Task instructions —
Collect every line below that contains the word "sign", and copy each one in full, treating uppercase and lowercase as different.

--- Begin Data to use ---

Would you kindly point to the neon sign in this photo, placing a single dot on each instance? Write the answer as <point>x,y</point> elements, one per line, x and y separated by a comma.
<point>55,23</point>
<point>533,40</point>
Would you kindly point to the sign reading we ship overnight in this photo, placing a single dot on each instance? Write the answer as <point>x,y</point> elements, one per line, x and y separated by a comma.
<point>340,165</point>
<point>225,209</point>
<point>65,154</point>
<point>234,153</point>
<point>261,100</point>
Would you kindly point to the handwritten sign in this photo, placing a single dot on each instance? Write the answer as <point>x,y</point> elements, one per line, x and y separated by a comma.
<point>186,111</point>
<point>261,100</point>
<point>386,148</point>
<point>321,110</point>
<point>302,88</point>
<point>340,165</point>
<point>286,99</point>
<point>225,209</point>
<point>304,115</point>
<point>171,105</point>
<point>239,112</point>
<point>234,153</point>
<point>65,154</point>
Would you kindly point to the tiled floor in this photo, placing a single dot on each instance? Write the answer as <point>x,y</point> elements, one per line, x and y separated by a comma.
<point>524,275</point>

--- End Data to use ---
--- Begin Data to use ---

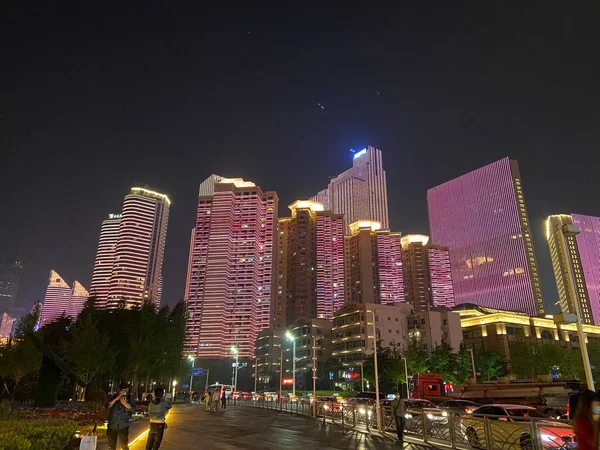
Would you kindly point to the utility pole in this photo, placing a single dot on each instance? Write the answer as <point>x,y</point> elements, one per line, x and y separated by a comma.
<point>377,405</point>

--- End Data to use ---

Final answer —
Would you kindly point to the neon sign in this photo, placing a single dot on each instance? Write the answer as <point>x,y</point> elements, one per line, x and y separated by a comma.
Would you kindly point to the sign reading we ship overnight in this photo, placing a single dot on each instance? Write the answer as <point>x,y</point> elements, one per line, x and y separated by a comma.
Would you kindly point to the handwritten sign in this photo, placing a single dot on each instance? Write the answer as <point>x,y</point> elements, one per line, x and y separated by a comma.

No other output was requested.